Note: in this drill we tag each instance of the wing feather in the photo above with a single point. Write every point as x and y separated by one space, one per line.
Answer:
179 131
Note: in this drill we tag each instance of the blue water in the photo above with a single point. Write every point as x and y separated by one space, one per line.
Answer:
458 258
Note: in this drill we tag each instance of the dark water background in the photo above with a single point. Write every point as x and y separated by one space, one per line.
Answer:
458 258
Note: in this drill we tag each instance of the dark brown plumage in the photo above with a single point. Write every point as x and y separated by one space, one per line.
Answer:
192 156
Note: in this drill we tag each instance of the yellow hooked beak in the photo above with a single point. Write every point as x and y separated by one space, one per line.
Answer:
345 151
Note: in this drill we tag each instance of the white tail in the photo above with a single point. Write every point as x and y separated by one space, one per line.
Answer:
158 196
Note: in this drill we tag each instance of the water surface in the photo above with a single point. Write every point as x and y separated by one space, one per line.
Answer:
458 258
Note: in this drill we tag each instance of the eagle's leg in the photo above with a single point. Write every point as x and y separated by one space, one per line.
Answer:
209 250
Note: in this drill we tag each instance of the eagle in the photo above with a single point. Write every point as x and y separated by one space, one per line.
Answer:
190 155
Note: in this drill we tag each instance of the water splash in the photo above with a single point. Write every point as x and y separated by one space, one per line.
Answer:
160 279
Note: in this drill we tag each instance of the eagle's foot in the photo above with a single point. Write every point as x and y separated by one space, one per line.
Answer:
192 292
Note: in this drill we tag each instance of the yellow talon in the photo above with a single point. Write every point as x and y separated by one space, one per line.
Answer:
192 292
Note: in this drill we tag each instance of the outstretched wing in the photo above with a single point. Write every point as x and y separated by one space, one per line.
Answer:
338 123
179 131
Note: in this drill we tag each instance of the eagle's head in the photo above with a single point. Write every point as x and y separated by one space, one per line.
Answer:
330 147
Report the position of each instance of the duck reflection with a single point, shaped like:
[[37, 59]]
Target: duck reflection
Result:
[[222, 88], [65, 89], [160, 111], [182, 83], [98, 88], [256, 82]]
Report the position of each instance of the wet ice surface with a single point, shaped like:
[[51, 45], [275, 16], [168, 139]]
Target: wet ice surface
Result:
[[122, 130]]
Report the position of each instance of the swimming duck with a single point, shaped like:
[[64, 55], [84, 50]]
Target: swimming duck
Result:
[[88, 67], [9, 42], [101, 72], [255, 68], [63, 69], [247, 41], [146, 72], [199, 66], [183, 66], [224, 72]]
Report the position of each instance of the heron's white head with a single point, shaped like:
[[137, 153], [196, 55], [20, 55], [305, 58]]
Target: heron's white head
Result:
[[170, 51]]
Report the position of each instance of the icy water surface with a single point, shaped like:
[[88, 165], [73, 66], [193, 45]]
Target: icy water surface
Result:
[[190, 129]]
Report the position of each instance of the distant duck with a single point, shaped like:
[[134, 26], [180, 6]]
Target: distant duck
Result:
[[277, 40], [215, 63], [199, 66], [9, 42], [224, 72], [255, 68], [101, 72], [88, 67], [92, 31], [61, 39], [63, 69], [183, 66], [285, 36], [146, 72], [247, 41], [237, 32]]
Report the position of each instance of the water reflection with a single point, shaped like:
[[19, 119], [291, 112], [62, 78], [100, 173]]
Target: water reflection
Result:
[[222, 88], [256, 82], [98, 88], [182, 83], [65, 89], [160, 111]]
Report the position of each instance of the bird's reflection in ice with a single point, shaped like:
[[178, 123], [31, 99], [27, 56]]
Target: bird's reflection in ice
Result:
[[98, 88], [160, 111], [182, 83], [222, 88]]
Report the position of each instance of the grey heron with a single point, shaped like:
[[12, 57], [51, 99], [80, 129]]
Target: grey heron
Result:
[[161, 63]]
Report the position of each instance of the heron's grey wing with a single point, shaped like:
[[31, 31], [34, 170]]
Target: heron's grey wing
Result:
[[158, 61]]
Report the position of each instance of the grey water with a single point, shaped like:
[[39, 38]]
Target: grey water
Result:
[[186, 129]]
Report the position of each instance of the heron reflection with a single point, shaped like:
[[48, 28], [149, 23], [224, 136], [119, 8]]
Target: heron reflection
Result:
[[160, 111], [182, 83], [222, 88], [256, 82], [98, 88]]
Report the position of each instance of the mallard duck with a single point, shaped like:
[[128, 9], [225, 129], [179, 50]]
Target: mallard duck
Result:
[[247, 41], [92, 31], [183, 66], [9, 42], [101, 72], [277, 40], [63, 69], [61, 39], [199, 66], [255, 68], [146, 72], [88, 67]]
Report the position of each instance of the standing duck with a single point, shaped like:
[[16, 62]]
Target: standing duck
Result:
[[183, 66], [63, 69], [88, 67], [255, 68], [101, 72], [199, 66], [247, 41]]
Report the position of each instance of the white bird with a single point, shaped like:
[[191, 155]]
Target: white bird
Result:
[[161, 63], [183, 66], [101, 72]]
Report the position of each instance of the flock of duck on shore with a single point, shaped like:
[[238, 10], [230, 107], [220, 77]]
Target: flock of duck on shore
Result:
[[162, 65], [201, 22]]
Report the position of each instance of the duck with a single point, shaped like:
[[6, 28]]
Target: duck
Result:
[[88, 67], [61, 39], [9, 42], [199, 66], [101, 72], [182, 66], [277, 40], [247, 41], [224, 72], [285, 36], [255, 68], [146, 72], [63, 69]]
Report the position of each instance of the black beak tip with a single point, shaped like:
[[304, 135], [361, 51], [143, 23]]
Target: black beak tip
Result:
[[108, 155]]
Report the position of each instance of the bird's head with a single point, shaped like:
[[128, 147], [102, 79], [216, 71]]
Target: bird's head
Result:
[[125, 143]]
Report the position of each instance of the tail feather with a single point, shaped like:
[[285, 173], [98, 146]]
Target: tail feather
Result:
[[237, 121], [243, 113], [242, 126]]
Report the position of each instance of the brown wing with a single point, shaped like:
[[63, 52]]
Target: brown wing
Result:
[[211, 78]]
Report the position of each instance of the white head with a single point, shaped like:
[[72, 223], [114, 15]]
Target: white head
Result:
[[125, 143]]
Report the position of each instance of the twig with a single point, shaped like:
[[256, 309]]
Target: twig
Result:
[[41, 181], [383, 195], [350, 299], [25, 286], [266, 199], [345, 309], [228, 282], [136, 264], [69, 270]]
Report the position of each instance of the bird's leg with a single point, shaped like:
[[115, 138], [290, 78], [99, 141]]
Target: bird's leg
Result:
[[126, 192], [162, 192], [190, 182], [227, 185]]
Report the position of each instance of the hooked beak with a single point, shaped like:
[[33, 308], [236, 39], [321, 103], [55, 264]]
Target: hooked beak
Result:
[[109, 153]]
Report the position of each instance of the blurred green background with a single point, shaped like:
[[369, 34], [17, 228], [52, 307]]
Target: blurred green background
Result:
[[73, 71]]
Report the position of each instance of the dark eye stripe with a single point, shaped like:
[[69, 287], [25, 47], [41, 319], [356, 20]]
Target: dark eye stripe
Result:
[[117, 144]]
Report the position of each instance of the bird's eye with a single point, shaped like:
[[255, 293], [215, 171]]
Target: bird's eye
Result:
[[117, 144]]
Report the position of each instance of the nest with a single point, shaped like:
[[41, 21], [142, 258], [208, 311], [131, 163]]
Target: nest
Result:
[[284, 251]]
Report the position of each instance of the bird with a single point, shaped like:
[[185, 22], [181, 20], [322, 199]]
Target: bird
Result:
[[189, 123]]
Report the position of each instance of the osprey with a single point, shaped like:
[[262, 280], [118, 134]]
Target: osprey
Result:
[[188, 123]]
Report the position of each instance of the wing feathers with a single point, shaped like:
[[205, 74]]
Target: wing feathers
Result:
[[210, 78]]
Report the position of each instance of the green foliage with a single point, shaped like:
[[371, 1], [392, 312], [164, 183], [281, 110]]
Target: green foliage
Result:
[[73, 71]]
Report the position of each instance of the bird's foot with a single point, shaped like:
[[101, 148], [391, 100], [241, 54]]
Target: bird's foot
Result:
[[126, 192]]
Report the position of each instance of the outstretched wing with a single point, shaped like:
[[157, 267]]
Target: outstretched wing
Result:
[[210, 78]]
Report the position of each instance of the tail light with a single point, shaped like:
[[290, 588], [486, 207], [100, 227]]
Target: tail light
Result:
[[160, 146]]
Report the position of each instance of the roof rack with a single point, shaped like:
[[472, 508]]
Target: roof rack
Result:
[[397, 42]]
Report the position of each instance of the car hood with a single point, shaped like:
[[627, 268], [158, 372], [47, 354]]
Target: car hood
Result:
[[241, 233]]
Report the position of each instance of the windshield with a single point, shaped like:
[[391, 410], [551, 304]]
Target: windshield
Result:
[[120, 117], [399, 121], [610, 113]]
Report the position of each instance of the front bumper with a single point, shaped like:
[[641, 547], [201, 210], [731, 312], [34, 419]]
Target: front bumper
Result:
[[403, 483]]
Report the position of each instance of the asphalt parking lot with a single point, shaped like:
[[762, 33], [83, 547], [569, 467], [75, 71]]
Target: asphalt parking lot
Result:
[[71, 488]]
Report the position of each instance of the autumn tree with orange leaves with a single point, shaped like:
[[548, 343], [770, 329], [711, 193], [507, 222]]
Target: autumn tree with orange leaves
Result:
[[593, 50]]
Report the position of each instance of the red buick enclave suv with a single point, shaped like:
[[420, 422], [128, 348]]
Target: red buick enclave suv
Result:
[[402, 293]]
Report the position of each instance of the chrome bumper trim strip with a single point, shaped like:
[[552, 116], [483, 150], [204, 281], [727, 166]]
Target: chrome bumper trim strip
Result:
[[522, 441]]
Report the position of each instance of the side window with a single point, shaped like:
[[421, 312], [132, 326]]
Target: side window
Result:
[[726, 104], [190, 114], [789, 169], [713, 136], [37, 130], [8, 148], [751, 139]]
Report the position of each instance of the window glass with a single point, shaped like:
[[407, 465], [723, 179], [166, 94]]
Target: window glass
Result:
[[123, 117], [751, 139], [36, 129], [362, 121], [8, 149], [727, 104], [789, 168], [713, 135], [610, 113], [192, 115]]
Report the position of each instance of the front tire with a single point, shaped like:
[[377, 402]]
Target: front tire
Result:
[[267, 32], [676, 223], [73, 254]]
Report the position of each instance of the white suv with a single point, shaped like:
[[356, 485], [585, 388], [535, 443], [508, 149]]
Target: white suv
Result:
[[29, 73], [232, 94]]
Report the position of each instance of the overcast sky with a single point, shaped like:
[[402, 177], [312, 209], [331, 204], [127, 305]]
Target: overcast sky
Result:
◆ ◆ ◆
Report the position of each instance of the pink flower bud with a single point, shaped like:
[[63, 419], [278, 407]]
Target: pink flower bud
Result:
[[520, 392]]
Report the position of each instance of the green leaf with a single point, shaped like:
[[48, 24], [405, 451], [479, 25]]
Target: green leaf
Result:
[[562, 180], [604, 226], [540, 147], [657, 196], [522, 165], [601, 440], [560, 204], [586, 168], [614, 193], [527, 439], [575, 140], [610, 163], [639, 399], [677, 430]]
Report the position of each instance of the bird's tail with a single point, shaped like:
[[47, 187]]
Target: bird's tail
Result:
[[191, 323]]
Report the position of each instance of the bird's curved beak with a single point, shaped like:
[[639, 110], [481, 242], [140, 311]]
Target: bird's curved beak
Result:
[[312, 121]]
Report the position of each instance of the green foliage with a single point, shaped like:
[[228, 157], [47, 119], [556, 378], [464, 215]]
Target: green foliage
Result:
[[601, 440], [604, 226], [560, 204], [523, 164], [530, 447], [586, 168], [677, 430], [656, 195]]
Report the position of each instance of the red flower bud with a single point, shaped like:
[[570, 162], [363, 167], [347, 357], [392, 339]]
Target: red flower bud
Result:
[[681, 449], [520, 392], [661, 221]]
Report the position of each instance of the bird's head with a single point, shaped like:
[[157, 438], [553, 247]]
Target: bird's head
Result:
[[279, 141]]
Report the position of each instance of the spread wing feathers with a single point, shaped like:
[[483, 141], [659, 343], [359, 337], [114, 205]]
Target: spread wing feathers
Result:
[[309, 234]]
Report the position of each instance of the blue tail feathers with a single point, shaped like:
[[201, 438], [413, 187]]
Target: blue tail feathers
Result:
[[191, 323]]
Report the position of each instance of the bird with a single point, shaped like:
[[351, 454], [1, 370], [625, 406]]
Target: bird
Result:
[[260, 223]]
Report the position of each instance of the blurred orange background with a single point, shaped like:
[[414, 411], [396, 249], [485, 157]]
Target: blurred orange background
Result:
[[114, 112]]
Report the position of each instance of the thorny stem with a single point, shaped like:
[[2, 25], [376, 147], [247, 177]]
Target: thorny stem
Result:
◆ ◆ ◆
What you have to do » In the records above, copy out the lines word for word, starting with the line that contains "Report the position of each instance of the bird's leg" and going on through the line that contains "[[189, 123]]", with both of those lines included.

Solution »
Report the position of each instance of the bird's leg with a single point, shaped like:
[[115, 138], [290, 78], [99, 141]]
Target: bird's leg
Result:
[[126, 192], [162, 192], [190, 182], [227, 185]]
Report the position of each instance of the hooked beak with a single point, shaped like:
[[33, 308], [236, 39], [321, 103], [55, 264]]
Target: hooked beak
Result:
[[109, 153]]
Report the position of each instance of the blurred green background with a single point, shaped like:
[[369, 34], [17, 228], [52, 307]]
Target: blurred green background
Result:
[[73, 71]]
Report the position of each instance of the dark eye stripe with a single point, shaped like:
[[69, 287], [25, 47], [41, 319], [356, 20]]
Target: dark eye stripe
Result:
[[117, 144]]
Report the position of each instance of the bird's eye with a single point, shaped like:
[[255, 293], [215, 171]]
Target: bird's eye
Result:
[[117, 144]]
Report the position of each instance of the nest with a single point, shaped like:
[[41, 21], [142, 258], [208, 311], [131, 163]]
Target: nest
Result:
[[284, 251]]
Report the position of each instance of the bird with a single point, shaped like:
[[185, 22], [181, 20], [322, 199]]
Target: bird
Result:
[[189, 123]]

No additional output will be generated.